BEM-AVENTURADOS OS QUE TÊM CORAÇÃO PURO
Simplicidade e pureza de coração
1. Bem-aventurados os que têm puro o coração, porquanto verão a Deus. (S.
Mateus 5:8)
2. Apresentaram-lhe então algumas crianças, a fim de que ele as tocasse,
e, como seus discípulos afastassem com palavras ásperas os que lhas
apresentavam, Jesus, vendo isso, zangou-se e lhes disse: “Deixai que venham a
mim as criancinhas e não as impeçais, porquanto o reino dos céus é para os que
se lhes assemelham. Digo-vos, em verdade, que aquele que não receber o reino de
Deus como uma criança, nele não entrará.” E, depois de as abraçar, abençoou-as,
impondo-lhes as mãos. (S. Marcos, 10:13 a 16.)

▸ OBJETIVO A: No texto sobre a pureza de coração, o que Jesus fez depois de abraçar as crianças?
▸ OBJETIVO B: Redigite, por favor, um trecho do texto sobre a pureza de coração: comece nas palavras "Mateus 5:8)" e pare depois de "10:13 a 16.)".
▸ OBJETIVO C: Prolongue o texto sobre a pureza de coração a partir da última frase apresentada.
Os registros não são necessários para nada aqui.

▸ Registros de apontamento e rotulagem:
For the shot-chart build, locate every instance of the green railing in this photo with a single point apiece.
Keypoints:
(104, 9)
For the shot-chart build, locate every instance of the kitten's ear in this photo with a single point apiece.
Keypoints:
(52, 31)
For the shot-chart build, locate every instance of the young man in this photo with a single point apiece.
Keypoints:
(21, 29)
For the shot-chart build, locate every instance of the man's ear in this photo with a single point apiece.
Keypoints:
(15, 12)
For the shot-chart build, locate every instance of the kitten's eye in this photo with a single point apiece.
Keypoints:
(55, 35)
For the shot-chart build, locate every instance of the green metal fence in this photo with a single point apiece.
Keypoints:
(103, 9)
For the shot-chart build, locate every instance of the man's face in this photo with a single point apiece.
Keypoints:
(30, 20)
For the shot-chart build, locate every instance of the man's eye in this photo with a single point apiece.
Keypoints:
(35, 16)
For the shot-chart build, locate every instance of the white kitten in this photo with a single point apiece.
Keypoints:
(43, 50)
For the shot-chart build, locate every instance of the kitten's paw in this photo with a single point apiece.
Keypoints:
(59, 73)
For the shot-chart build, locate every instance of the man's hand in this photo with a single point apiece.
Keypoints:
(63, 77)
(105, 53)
--
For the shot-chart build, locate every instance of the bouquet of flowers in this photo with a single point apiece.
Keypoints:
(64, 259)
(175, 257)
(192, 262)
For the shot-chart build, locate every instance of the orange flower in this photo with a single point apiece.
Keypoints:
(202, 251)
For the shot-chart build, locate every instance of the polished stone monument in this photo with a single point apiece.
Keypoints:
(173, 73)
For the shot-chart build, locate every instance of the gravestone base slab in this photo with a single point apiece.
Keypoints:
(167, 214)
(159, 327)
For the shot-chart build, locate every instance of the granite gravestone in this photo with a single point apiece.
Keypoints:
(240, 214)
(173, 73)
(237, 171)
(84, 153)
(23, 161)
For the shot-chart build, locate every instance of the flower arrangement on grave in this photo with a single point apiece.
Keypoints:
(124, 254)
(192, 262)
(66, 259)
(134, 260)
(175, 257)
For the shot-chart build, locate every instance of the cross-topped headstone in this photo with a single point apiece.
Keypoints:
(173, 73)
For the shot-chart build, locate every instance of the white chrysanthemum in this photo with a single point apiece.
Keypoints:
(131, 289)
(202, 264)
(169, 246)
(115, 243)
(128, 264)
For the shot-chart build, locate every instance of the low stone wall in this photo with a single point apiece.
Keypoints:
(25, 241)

▸ RESPOSTA A: Abençoou-as, impondo-lhes as mãos.

▸ RESPOSTA B:
Mateus 5:8)
2. Apresentaram-lhe então algumas crianças, a fim de que ele as tocasse,
e, como seus discípulos afastassem com palavras ásperas os que lhas
apresentavam, Jesus, vendo isso, zangou-se e lhes disse: “Deixai que venham a
mim as criancinhas e não as impeçais, porquanto o reino dos céus é para os que
se lhes assemelham. Digo-vos, em verdade, que aquele que não receber o reino de
Deus como uma criança, nele não entrará.” E, depois de as abraçar, abençoou-as,
impondo-lhes as mãos. (S. Marcos, 10:13 a 16.)

▸ RESPOSTA C:
3. A pureza do coração é
inseparável da simplicidade e da humildade. Exclui toda ideia de egoísmo e de
orgulho. Por isso é que Jesus toma a infância como emblema dessa pureza, do
mesmo modo que a tomou como o da humildade.
Poderia parecer menos justa
essa comparação, considerando-se que o Espírito da criança pode ser muito
antigo e que traz, renascendo para a vida corporal, as imperfeições de que se
não tenha despojado em suas precedentes existências. Só um Espírito que
houvesse chegado à perfeição nos poderia oferecer o tipo da verdadeira pureza.
É exata a comparação, porém, do ponto de vista da vida presente, porquanto a
criancinha, não havendo podido ainda manifestar nenhuma tendência perversa, nos
apresenta a imagem da inocência e da candura. Daí o não dizer Jesus, de modo
absoluto, que o reino dos céus é para elas, mas para os que se lhes assemelhem.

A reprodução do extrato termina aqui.